**GIVEN PASSAGE:**
====

Bracy carried the gun “in relation to” a drug conspiracy because he brought the

gun to a drug deal and kept it in his waistband. See United States v. Pavlotskiy,

47 F. App’x 590, 593

(2d Cir. 2002) (holding that the evidence supported conviction

because the gun was in the defendant’s car after “he had just finished one drug

transaction … and was driving to undertake another”). Bracy also possessed the

gun “in furtherance of” the conspiracy: by bringing the gun to a drug deal, a

reasonable juror could conclude that it was “readily accessible to protect drugs,

drug proceeds, or [Bracy] himself.” Snow,

462 F.3d at 62-63

; see United States v.

Fraynid,

692 F. App’x 659, 660

(2d Cir. 2017) (finding the evidence sufficient

because the defendant “possessed [a pistol] when he accepted monetary proceeds

from the [drug] sale”).

5 Bracy maintains that the government failed to offer evidence linking the

shooting to the drug conspiracy. If anything, he argues, shooting his supplier

would end the conspiracy, not further it. But the government did not need to show

that Bracy fired the gun “in relation to” or “in furtherance of” the conspiracy.

====

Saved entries
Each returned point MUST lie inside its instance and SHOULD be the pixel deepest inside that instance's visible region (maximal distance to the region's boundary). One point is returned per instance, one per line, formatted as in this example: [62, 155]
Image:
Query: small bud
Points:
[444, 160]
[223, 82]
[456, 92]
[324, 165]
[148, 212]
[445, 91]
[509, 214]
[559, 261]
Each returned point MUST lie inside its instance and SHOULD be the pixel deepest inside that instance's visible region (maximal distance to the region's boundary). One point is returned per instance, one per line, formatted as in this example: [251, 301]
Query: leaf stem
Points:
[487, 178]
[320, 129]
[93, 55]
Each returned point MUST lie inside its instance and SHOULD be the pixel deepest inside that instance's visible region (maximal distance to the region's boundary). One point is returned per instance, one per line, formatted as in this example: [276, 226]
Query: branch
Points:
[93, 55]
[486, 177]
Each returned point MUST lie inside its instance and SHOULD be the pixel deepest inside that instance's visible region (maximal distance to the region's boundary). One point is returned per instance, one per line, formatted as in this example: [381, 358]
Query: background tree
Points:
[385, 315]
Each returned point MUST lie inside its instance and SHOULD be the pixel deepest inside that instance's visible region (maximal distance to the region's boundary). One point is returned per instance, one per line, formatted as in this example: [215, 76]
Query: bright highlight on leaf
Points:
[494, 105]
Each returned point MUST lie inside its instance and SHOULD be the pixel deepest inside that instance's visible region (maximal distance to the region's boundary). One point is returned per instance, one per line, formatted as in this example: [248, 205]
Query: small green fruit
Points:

====

**WORK INSTRUCTIONS:**
(1) In the passage on Bracy's gun conviction, where did Bracy keep the gun when he brought it to the drug deal?
(2) Pick up the passage on Bracy's gun conviction after its last sentence and carry it forward.

**TASK-BY-TASK ANSWERS:**
(1) In his waistband.

(2)
Section 924(c)(1)(A) imposes a mandatory five-year sentence on anyone who uses

or carries a firearm during and in relation to, or possesses a firearm in furtherance

of, a drug trafficking crime. The penalty increases if the firearm “is brandished” or

“is discharged.”

18 U.S.C. § 924

(c)(1)(A)(ii), (iii). As the Supreme Court has

explained, these “verbs—‘is brandished’ and ‘is discharged’—appear in separate

subsections and are in a different voice than the verbs in the principal paragraph.

There is no basis for reading ‘in relation to’ to extend all the way down to modify

‘is discharged.’” Dean v. United States,

556 U.S. 568, 573

(2009). Once the

government showed that Bracy used, carried, or possessed the firearm in

connection with the drug conspiracy, it needed to prove only that the gun was

discharged—not that the discharge necessarily furthered the conspiracy. The

government met that burden: Bracy discharged the gun when he shot his supplier.

6 II

Bracy also challenges the decision of the district court to admit into evidence

several social media messages from Bracy’s accounts. Among other things, Bracy

told various people in those messages that he wanted his supplier “to take the

stand and say I ain’t do it,” J. App’x 272, that he needs him “to shut his lips,” id. at

273, that he wanted him “to help me out,” id. at 267, and that “I think XYZ going

to do [a] bad thing” because “[h]e been doing it since 2014,” id. at 441. The district

court gave the jury a limiting instruction that these messages were to be considered

as potentially showing “consciousness of guilt.” Id. at 273-74, 444.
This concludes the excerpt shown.